▸ WORK TO BE COMPLETED: Exact reproduction of all the data is required, with pictures excluded.

Stored data entries:
——————————
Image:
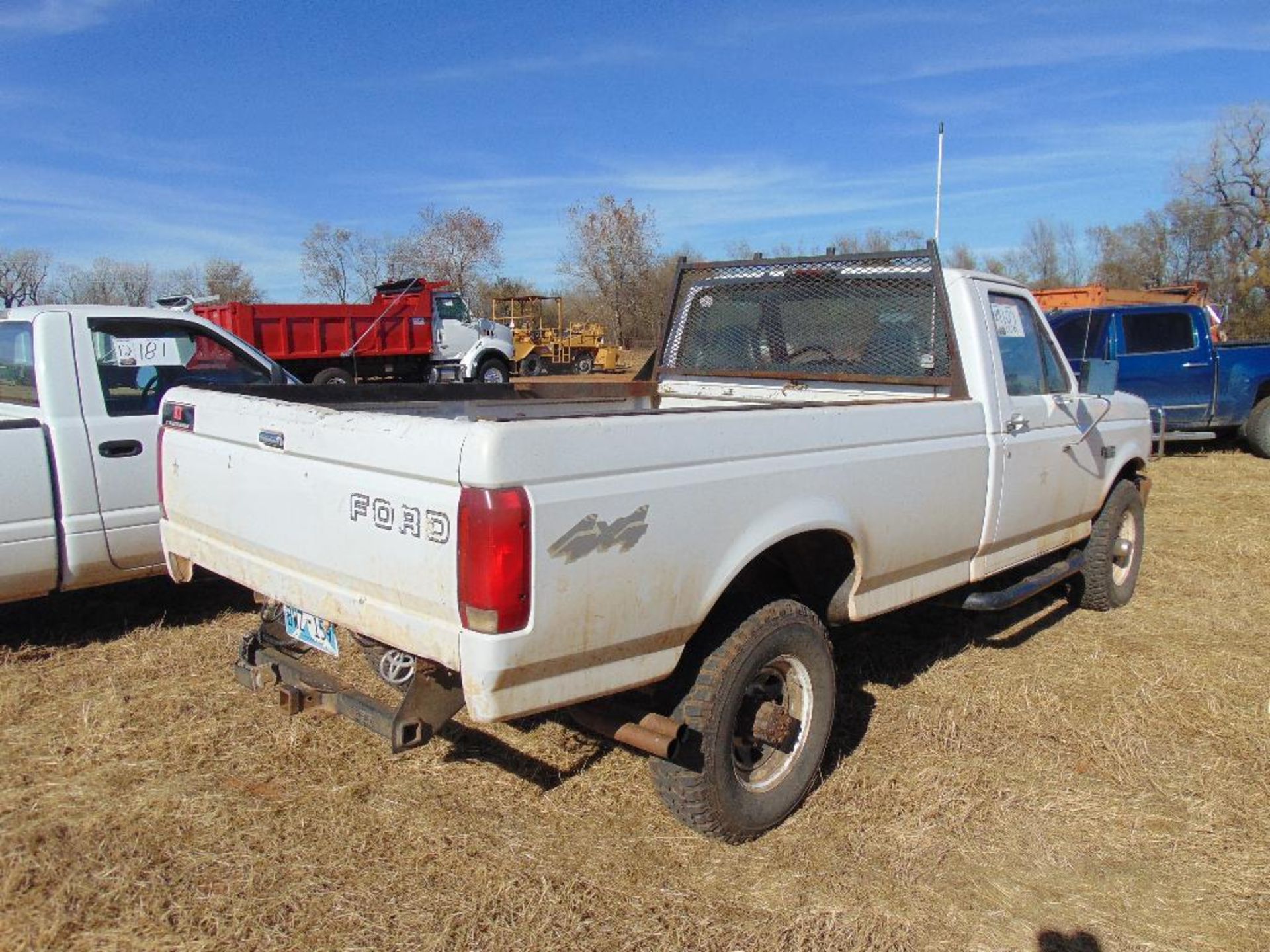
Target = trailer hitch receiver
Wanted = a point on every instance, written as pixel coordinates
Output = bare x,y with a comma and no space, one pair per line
432,698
——————————
▸ OUTPUT:
Image:
Target = trailer hitch receiver
Wanted = a point on every instance, written as pixel coordinates
Output = bare x,y with a comma and no space, one pair per line
432,698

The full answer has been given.